* START Working data *
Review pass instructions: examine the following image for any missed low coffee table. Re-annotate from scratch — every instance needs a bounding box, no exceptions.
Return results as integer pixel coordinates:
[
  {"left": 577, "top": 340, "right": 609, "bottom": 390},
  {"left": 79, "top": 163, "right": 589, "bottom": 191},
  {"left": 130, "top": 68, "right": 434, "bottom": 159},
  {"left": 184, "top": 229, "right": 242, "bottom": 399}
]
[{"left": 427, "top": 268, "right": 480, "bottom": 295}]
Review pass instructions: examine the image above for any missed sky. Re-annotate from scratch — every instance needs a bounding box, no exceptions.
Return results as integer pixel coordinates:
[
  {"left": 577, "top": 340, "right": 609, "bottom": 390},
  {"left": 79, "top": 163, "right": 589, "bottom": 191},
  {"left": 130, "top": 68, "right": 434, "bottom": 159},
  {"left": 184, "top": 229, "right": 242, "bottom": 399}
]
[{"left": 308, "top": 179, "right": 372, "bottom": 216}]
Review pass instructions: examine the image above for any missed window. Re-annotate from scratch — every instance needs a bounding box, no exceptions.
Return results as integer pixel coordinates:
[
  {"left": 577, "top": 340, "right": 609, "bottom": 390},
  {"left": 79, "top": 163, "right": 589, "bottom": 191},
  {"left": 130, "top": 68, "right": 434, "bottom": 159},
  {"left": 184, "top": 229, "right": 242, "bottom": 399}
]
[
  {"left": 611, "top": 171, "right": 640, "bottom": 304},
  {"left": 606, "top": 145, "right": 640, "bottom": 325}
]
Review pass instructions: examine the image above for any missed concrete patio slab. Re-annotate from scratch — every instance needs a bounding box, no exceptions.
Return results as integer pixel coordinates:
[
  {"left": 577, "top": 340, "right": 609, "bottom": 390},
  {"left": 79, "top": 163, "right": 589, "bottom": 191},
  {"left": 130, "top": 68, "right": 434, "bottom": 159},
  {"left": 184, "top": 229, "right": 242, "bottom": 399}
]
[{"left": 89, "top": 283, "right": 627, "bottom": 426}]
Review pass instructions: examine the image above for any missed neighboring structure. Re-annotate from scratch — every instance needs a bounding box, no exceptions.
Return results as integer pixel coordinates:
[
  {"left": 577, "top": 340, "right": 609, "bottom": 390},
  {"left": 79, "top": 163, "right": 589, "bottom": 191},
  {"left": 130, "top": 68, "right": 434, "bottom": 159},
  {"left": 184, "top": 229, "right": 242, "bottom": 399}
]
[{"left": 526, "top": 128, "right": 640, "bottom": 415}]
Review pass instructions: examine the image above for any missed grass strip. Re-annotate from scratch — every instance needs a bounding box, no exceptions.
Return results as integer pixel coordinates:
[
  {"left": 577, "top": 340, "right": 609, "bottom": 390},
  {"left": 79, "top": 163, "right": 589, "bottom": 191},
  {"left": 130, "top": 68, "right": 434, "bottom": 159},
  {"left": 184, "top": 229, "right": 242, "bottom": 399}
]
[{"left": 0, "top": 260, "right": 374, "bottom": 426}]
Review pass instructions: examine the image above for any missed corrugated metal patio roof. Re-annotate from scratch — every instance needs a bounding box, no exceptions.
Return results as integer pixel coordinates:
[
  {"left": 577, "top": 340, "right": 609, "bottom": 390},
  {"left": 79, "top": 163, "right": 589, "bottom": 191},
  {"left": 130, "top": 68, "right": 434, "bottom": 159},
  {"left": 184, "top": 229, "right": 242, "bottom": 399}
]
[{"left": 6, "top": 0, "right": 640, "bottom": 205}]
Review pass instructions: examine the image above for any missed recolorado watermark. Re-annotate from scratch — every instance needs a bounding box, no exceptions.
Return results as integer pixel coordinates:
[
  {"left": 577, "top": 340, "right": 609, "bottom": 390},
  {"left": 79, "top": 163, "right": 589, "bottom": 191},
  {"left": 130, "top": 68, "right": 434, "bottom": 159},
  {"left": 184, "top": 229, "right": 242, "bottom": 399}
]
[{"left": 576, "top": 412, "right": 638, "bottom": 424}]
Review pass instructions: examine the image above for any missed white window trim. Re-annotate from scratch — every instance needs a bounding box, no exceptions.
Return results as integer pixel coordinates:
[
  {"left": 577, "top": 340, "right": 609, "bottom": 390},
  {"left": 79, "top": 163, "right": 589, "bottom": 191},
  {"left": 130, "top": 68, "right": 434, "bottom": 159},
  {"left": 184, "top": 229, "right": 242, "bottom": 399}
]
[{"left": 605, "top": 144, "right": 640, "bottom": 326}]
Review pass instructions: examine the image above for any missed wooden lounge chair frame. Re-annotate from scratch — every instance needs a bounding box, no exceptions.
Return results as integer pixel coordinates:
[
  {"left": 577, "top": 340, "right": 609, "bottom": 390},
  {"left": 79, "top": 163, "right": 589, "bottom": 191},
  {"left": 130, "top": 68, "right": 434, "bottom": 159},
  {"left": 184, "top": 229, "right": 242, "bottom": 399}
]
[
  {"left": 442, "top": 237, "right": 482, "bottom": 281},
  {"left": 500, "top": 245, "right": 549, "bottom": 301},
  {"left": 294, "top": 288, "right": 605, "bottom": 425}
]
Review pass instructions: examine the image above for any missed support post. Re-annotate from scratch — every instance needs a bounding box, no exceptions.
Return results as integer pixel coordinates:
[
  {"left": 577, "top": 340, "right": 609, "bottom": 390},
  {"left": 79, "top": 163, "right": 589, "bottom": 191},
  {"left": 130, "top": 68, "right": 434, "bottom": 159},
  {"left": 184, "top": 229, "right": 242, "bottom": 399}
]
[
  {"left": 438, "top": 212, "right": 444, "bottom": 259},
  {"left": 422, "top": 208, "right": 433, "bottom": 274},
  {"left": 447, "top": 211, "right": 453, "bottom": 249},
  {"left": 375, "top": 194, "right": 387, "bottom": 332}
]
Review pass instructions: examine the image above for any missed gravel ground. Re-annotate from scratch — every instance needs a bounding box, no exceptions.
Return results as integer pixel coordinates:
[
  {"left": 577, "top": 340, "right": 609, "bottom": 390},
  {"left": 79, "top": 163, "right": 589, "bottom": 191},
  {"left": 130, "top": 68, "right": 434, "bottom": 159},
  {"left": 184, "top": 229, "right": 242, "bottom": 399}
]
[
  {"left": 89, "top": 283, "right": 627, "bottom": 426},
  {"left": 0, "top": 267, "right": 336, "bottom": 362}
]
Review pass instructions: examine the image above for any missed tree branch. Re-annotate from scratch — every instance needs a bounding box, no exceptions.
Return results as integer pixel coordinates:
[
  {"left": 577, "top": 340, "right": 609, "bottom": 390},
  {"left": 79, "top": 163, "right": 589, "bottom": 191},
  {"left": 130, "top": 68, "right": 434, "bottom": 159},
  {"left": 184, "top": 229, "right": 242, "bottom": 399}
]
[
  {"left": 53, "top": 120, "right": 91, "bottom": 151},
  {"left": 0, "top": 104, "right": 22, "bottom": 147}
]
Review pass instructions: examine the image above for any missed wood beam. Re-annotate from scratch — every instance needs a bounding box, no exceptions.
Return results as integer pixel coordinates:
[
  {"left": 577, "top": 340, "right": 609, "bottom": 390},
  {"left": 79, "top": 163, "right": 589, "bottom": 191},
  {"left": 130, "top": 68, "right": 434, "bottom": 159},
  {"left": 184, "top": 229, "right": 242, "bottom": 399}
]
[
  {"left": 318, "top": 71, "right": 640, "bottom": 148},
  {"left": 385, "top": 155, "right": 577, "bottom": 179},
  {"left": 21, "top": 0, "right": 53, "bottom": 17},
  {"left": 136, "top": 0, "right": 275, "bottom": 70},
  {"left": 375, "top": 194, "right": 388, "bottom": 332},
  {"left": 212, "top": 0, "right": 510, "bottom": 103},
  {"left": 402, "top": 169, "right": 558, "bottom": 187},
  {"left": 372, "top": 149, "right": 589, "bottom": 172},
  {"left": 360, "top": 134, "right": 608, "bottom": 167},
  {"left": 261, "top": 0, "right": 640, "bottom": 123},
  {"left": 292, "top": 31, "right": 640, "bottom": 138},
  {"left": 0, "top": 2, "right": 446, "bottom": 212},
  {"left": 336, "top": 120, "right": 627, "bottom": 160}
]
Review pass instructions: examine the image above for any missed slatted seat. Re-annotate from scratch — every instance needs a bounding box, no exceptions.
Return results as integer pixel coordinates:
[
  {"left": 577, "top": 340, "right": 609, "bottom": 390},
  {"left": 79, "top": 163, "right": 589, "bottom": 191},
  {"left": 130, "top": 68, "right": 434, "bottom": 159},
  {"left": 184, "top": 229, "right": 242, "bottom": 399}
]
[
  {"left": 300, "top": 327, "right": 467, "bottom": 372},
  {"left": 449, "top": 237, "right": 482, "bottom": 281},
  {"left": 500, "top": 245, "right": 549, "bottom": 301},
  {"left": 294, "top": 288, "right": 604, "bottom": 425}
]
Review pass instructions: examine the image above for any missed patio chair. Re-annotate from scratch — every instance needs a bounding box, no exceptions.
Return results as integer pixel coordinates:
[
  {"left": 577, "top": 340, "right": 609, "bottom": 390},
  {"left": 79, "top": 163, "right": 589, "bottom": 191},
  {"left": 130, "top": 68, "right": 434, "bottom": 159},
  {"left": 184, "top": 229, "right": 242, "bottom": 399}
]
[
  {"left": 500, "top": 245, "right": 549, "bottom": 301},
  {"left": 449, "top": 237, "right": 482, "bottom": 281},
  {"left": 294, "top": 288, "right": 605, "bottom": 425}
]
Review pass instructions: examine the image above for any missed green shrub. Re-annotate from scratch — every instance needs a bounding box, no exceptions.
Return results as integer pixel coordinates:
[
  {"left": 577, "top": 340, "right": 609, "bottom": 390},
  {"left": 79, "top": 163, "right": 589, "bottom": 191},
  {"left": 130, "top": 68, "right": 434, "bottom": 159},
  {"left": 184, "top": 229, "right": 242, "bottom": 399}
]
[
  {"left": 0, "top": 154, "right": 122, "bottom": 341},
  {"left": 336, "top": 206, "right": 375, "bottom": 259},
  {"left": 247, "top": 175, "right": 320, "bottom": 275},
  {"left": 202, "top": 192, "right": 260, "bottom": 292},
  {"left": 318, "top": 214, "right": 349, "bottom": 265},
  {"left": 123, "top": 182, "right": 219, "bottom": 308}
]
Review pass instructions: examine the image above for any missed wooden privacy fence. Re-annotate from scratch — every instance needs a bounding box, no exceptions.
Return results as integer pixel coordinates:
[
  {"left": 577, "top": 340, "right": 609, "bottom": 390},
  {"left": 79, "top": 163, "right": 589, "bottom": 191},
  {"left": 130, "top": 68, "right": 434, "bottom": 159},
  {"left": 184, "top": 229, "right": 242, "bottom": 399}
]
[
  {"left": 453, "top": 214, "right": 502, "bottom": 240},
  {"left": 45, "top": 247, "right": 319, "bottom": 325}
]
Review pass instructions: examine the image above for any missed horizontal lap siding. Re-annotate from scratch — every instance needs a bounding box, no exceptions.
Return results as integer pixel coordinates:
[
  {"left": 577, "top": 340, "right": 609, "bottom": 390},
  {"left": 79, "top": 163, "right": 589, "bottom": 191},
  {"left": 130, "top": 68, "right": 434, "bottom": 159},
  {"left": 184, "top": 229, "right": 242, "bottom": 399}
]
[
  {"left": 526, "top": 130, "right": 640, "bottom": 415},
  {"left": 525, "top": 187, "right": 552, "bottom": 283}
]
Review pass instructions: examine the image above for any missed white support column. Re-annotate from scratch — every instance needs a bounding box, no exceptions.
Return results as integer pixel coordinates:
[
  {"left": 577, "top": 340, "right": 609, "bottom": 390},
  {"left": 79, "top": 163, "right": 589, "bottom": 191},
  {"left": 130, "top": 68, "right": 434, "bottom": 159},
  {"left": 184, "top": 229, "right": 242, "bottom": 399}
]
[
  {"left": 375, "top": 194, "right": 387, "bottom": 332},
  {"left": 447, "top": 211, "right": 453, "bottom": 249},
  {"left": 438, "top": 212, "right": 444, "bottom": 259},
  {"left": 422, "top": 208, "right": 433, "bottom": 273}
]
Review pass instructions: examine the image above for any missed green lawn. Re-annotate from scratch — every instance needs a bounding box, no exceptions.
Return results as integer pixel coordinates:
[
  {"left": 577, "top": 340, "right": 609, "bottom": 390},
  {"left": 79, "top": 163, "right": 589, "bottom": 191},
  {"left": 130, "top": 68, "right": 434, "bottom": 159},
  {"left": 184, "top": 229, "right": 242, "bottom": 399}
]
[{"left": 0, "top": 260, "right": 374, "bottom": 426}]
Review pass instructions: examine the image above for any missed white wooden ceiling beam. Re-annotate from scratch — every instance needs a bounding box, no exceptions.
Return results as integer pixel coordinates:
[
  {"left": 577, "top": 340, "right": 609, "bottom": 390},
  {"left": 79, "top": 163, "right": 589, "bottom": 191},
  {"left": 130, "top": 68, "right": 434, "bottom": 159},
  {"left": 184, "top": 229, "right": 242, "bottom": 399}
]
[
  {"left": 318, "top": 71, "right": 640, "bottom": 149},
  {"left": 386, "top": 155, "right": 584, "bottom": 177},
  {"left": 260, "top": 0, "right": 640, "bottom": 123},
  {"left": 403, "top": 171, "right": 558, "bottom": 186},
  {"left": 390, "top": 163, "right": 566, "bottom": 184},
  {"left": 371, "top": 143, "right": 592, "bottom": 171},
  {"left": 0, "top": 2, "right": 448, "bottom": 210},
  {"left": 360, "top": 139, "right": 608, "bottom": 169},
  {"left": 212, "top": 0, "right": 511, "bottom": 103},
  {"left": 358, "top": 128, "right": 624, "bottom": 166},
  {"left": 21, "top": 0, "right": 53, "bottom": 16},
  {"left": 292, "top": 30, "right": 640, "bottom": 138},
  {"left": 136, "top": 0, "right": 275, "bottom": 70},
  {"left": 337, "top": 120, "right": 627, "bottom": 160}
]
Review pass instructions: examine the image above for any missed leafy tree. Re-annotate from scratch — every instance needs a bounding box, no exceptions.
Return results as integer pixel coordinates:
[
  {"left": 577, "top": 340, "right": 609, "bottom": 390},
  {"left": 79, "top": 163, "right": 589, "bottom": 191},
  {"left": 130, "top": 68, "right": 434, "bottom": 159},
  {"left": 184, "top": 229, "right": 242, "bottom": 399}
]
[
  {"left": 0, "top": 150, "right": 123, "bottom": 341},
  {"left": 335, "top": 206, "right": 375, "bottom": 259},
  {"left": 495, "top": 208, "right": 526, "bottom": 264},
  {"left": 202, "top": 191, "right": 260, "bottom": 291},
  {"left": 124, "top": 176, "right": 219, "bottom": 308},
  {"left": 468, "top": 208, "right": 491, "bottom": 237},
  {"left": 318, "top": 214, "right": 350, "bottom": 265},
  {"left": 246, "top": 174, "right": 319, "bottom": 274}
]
* END Working data *
▸ **Exercise directions**
How many lines in the records above contain the word "patio"? Case counts, and the reply should be the number alone.

▸ **Task output**
3